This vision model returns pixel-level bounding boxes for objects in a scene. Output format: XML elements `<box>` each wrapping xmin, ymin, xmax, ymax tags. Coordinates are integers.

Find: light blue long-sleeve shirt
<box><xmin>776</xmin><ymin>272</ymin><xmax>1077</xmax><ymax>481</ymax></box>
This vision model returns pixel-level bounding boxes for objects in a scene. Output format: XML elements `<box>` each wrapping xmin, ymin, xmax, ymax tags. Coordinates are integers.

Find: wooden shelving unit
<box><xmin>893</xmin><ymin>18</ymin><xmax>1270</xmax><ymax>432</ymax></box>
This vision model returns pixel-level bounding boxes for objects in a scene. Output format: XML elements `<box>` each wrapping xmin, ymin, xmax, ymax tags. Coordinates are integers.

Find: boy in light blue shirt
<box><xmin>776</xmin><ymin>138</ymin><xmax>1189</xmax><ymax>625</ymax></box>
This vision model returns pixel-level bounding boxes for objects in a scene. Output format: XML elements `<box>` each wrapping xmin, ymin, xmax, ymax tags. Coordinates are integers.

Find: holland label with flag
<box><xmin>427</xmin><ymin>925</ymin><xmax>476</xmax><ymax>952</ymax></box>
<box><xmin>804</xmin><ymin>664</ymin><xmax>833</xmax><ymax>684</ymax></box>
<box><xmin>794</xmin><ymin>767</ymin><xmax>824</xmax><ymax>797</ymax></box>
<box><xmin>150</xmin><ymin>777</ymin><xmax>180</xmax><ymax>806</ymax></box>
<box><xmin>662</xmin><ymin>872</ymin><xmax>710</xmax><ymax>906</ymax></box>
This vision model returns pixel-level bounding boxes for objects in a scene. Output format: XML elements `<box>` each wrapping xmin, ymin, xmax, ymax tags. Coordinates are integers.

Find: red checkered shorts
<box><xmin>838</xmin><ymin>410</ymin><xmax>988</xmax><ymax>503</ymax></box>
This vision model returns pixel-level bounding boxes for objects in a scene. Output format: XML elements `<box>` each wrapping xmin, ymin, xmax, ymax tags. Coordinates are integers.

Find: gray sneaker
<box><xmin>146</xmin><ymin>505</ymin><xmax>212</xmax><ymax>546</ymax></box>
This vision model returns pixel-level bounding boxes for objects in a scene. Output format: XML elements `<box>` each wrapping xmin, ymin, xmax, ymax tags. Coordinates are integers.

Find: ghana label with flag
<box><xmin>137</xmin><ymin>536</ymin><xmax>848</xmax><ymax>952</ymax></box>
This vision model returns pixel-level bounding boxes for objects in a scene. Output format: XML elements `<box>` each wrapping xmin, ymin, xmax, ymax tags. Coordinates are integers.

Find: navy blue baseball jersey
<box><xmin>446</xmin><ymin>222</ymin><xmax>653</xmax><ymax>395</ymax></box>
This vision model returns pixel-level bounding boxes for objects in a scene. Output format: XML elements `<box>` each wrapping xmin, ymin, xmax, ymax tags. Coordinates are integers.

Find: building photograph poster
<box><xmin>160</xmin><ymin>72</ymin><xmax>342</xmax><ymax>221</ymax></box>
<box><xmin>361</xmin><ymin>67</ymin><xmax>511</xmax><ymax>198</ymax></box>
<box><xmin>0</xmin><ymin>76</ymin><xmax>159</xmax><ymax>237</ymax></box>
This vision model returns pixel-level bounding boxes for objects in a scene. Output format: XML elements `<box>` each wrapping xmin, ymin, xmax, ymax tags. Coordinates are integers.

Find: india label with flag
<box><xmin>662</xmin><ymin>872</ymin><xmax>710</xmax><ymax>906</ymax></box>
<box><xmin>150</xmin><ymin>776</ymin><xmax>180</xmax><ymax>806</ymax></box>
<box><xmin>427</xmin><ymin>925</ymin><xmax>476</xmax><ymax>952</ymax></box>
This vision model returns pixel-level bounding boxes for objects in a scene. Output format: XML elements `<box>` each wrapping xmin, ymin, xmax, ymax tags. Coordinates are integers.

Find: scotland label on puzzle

****************

Please write out all of the items above as a numbered list, leaving out the blank lines.

- [ANSWER TO THE TASK]:
1. This vision model returns pixel-level bounding boxes for objects in a scene. Output format: XML elements `<box>` each wrapping xmin, ymin, xmax, ymax tags. Coordinates are integers.
2. Find: light blue long-sleeve shirt
3. <box><xmin>776</xmin><ymin>272</ymin><xmax>1077</xmax><ymax>481</ymax></box>
4. This vision model returns pixel-level bounding boxes for objects in a scene. Output format: XML elements `<box>` each wrapping xmin, ymin, xmax, ymax tags. Coordinates are integers.
5. Find: wooden shelving unit
6. <box><xmin>893</xmin><ymin>18</ymin><xmax>1270</xmax><ymax>432</ymax></box>
7. This vision model returns pixel-level bounding boxes for objects in a scene. Output format: XML elements `<box>` each wrapping xmin, ymin, xmax, ymax tags. Coordinates are integers.
8. Find: boy in light blue shirt
9. <box><xmin>776</xmin><ymin>138</ymin><xmax>1189</xmax><ymax>625</ymax></box>
10. This vision model returns pixel-level bounding boxes for objects in a scene. Output format: XML elements `<box>` each wrapping xmin, ymin, xmax, ymax tags. Coordinates are integers.
11. Find: holland label with flag
12. <box><xmin>427</xmin><ymin>925</ymin><xmax>476</xmax><ymax>952</ymax></box>
13. <box><xmin>804</xmin><ymin>664</ymin><xmax>833</xmax><ymax>684</ymax></box>
14. <box><xmin>794</xmin><ymin>767</ymin><xmax>824</xmax><ymax>797</ymax></box>
15. <box><xmin>150</xmin><ymin>777</ymin><xmax>180</xmax><ymax>806</ymax></box>
16. <box><xmin>662</xmin><ymin>872</ymin><xmax>710</xmax><ymax>906</ymax></box>
17. This vision model returns pixel-level bounding boxes for objects in a scene. Output format: XML elements `<box>` each wrapping xmin, ymin, xmax, ymax tags. Coordinates are integers.
18. Find: red checkered shorts
19. <box><xmin>838</xmin><ymin>410</ymin><xmax>988</xmax><ymax>503</ymax></box>
20. This vision model returns pixel-level bounding boxes for objects in a scene. Output format: XML elements `<box>` each wrapping xmin, ymin, xmax, ymax tags. Coordinates are integers.
21. Find: gray sneaker
22. <box><xmin>146</xmin><ymin>505</ymin><xmax>212</xmax><ymax>546</ymax></box>
23. This vision model returns pixel-level bounding boxes for objects in a scene. Output format: XML elements `<box>` each wrapping xmin, ymin, xmax, ymax tags. Coordinates are integers.
24. Find: ghana label with flag
25. <box><xmin>137</xmin><ymin>536</ymin><xmax>848</xmax><ymax>952</ymax></box>
26. This vision model returns pixel-level bounding boxes for objects in a scene. Output format: XML elements `<box>` each wrapping xmin, ymin, xmax, ymax tags. Coordinates are integers.
27. Find: navy blue baseball jersey
28. <box><xmin>446</xmin><ymin>222</ymin><xmax>653</xmax><ymax>395</ymax></box>
29. This vision model returns pixel-level bounding boxes for objects in a scene. Output format: XML elements `<box>` each wrapping xmin, ymin, xmax, ymax tags. Coordinates are integers.
30. Find: building photograph poster
31. <box><xmin>160</xmin><ymin>72</ymin><xmax>342</xmax><ymax>221</ymax></box>
32. <box><xmin>361</xmin><ymin>67</ymin><xmax>511</xmax><ymax>198</ymax></box>
33. <box><xmin>0</xmin><ymin>76</ymin><xmax>159</xmax><ymax>237</ymax></box>
34. This vision model returns pixel-level bounding boxes for objects in a scene. Output format: XML elements `<box>` each wrapping xmin, ymin, xmax, ymax tags. Coordinates are integers.
35. Find: india label with flag
36. <box><xmin>662</xmin><ymin>872</ymin><xmax>710</xmax><ymax>906</ymax></box>
37. <box><xmin>150</xmin><ymin>776</ymin><xmax>180</xmax><ymax>806</ymax></box>
38. <box><xmin>427</xmin><ymin>925</ymin><xmax>476</xmax><ymax>952</ymax></box>
39. This vision model returns pixel-level bounding boxes for objects in a scene. Output format: XML elements `<box>` each wrapping xmin, ymin, xmax, ymax tags. Coordinates are integers.
40. Find: scotland label on puzzle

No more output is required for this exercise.